* PAGE EXCERPT *

_ _ _ _

It does look like you can have CUDA and Python 3.6

$ module load gpu
$ python --version
Python 3.6.8
$ nvcc --version
nvcc: NVIDIA (R) Cuda compiler driver
Copyright (c) 2005-2020 NVIDIA Corporation
Built on Thu_Jun_11_22:26:38_PDT_2020
Cuda compilation tools, release 11.0, V11.0.194
Build cuda_11.0_bu.TC445_37.28540450_0

I know that pyhf abandoned python 3.6 recently... does this do us any good?

matthewfeickert commented 3 years ago

I know that pyhf abandoned python 3.6 recently... does this do us any good?

Sadly, not really. We should be using pyhf v0.6.1 for these tests. :/

matthewfeickert commented 3 years ago

@BenGalewsky Thanks to support from Mahidhar on my XSEDE ticket ("150421 : XUP: Possible to have CUDA and Python 3.7+ on EXPANSE GPU nodes?")

We also have an anaconda installed version of python which gives you version 3.8.5. The following should work:

module reset module load gpu module load anaconda3

the following works


$ srun --partition=gpu-debug --pty --account=nsa106 --ntasks-per-node=10 --nodes=1 --mem=20G --gpus=1 -t 00:30:00 --wait=0 --export=ALL /bin/bash
$ module purge
$ module restore
$ module load cuda
$ module load anaconda3
$ python --version --version
Python 3.8.5 (default, Sep  4 2020, 07:30:14)
[GCC 7.3.0]
$ nvcc --version
nvcc: NVIDIA (R) Cuda compiler driver
Copyright (c) 2005-2020 NVIDIA Corporation
Built on Thu_Jun_11_22:26:38_PDT_2020
Cuda compilation tools, release 11.0, V11.0.194
Build cuda_11.0_bu.TC445_37.28540450_0
$ conda create -n pyhf-funcx
Collecting package metadata (current_repodata.json): done
Solving environment: done

==> WARNING: A newer version of conda exists. <==
  current version: 4.9.2
  latest version: 4.10.1

Please update conda by running

    $ conda update -n base -c defaults conda

## Package Plan ##

  environment location: /home/feickert/.conda/envs/pyhf-funcx

Proceed ([y]/n)? y

Preparing transaction: done
Verifying transaction: done
Executing transaction: done
#
# To activate this environment, use
#
#     $ conda activate pyhf-funcx
#
# To deactivate an active environment, use
#
#     $ conda deactivate

$ conda activate pyhf-funcx

CommandNotFoundError: Your shell has not been properly configured to use 'conda activate'.

_ _ _ _

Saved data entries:
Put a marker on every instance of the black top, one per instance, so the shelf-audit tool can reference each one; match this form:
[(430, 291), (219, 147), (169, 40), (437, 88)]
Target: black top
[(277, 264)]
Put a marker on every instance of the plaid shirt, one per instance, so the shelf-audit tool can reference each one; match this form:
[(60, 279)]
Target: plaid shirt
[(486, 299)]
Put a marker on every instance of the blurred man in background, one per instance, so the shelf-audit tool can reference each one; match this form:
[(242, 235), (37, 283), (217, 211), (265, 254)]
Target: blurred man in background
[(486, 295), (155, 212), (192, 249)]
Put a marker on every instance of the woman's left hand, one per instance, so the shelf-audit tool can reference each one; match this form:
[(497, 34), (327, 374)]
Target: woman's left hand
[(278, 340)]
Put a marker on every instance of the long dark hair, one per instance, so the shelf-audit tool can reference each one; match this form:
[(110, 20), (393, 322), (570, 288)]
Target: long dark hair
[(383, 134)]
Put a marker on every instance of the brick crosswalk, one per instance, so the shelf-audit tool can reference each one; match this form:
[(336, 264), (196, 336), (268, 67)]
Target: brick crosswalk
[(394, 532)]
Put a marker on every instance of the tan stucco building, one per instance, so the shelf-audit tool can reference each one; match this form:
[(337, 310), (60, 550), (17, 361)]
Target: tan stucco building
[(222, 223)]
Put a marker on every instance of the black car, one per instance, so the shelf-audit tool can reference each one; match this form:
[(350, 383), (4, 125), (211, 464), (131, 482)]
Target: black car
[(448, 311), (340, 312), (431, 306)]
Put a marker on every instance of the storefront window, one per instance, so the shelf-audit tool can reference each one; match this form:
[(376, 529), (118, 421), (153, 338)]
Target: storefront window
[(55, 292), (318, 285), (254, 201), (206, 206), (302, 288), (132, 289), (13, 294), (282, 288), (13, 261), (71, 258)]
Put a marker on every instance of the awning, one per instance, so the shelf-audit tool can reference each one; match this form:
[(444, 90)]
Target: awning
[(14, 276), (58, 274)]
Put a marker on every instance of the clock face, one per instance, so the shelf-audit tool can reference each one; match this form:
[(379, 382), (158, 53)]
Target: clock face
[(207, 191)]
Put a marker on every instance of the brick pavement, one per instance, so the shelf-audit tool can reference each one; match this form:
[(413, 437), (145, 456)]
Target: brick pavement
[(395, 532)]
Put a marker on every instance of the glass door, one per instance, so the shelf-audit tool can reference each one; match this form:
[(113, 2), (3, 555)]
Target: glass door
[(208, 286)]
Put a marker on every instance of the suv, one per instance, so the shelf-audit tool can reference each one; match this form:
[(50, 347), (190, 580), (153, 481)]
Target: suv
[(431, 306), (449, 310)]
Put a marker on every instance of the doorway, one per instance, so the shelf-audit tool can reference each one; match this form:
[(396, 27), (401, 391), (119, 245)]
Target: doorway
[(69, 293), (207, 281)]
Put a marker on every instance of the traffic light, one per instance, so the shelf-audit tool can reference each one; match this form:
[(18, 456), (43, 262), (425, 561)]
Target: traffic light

_ _ _ _

* WORK TO DO *
1. Reproduce the passage of the CUDA and Python thread from "module reset module" to "4 2020, 07:30:14)".
2. In the CUDA and Python thread, which version of pyhf should be used for the tests?
3. In the CUDA and Python thread, how would you restate the paragraph beginning "Sadly, not really" more briefly?

* THE SOLUTIONS *
1.
module reset module load gpu module load anaconda3

the following works


$ srun --partition=gpu-debug --pty --account=nsa106 --ntasks-per-node=10 --nodes=1 --mem=20G --gpus=1 -t 00:30:00 --wait=0 --export=ALL /bin/bash
$ module purge
$ module restore
$ module load cuda
$ module load anaconda3
$ python --version --version
Python 3.8.5 (default, Sep  4 2020, 07:30:14)

2. pyhf v0.6.1

3. Unfortunately not, since these tests should use pyhf v0.6.1.